ABOUT THIS EXERCISE: Take from the material every line that contains the word "spiny".

********

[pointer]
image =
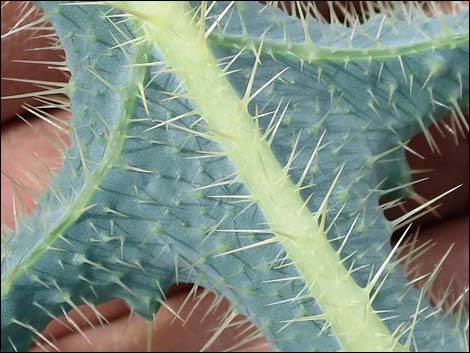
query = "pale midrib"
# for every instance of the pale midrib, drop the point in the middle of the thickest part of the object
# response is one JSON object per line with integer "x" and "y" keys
{"x": 309, "y": 52}
{"x": 345, "y": 305}
{"x": 81, "y": 202}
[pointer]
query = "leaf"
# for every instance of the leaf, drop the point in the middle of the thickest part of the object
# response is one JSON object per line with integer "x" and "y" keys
{"x": 253, "y": 168}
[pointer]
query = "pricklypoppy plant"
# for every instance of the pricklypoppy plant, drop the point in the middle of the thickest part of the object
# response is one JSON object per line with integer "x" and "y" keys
{"x": 245, "y": 150}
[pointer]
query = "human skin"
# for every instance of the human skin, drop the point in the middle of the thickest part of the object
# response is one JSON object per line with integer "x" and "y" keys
{"x": 25, "y": 144}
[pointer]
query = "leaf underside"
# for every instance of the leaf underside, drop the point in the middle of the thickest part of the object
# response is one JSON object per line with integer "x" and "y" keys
{"x": 128, "y": 215}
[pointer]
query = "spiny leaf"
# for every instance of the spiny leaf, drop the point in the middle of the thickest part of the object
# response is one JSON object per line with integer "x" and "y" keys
{"x": 239, "y": 148}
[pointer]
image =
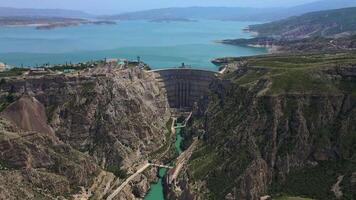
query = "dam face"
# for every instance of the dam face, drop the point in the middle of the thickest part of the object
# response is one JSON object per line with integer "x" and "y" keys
{"x": 185, "y": 86}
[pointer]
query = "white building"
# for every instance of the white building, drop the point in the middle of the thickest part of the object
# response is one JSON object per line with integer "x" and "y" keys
{"x": 2, "y": 67}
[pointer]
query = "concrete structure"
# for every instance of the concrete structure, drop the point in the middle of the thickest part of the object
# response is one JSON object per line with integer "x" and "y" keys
{"x": 185, "y": 86}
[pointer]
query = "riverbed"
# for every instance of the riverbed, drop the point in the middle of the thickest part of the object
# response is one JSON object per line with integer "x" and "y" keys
{"x": 156, "y": 189}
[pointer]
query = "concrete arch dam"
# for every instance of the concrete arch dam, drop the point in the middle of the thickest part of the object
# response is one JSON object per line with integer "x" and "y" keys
{"x": 184, "y": 86}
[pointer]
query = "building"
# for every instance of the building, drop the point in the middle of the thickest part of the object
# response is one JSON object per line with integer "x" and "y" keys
{"x": 111, "y": 60}
{"x": 2, "y": 67}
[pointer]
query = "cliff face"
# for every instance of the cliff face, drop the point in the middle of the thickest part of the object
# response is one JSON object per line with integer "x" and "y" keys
{"x": 101, "y": 120}
{"x": 261, "y": 136}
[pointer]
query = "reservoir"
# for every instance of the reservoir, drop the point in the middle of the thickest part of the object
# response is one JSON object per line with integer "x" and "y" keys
{"x": 163, "y": 44}
{"x": 156, "y": 190}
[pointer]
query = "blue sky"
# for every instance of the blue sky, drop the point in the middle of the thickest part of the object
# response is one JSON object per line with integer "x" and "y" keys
{"x": 116, "y": 6}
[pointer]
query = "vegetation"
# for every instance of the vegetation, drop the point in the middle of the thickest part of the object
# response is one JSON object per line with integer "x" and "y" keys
{"x": 13, "y": 72}
{"x": 297, "y": 73}
{"x": 115, "y": 169}
{"x": 167, "y": 144}
{"x": 316, "y": 182}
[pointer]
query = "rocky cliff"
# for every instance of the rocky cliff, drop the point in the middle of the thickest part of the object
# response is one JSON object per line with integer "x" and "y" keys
{"x": 276, "y": 125}
{"x": 80, "y": 133}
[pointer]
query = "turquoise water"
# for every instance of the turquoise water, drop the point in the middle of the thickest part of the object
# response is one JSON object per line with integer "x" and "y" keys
{"x": 156, "y": 189}
{"x": 158, "y": 44}
{"x": 179, "y": 139}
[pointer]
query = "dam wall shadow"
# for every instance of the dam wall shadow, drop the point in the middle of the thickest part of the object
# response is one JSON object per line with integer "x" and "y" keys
{"x": 185, "y": 86}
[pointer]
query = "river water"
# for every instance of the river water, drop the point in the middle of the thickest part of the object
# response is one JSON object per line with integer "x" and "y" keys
{"x": 156, "y": 190}
{"x": 158, "y": 44}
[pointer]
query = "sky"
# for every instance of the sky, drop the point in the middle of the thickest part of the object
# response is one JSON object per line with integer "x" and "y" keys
{"x": 119, "y": 6}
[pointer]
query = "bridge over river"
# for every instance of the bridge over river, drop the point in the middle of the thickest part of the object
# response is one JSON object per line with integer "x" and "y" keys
{"x": 184, "y": 86}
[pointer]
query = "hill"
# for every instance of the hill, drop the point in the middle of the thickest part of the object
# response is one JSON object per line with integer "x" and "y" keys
{"x": 232, "y": 13}
{"x": 330, "y": 23}
{"x": 21, "y": 12}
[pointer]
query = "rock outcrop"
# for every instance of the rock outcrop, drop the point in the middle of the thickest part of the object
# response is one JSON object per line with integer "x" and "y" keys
{"x": 257, "y": 140}
{"x": 79, "y": 134}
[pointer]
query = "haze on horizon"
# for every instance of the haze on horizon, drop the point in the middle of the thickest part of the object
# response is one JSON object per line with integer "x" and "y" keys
{"x": 120, "y": 6}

********

ANSWER SECTION:
query = "spiny leaf"
# for every instance of the spiny leaf, drop the point in the middle of the thickest part of the object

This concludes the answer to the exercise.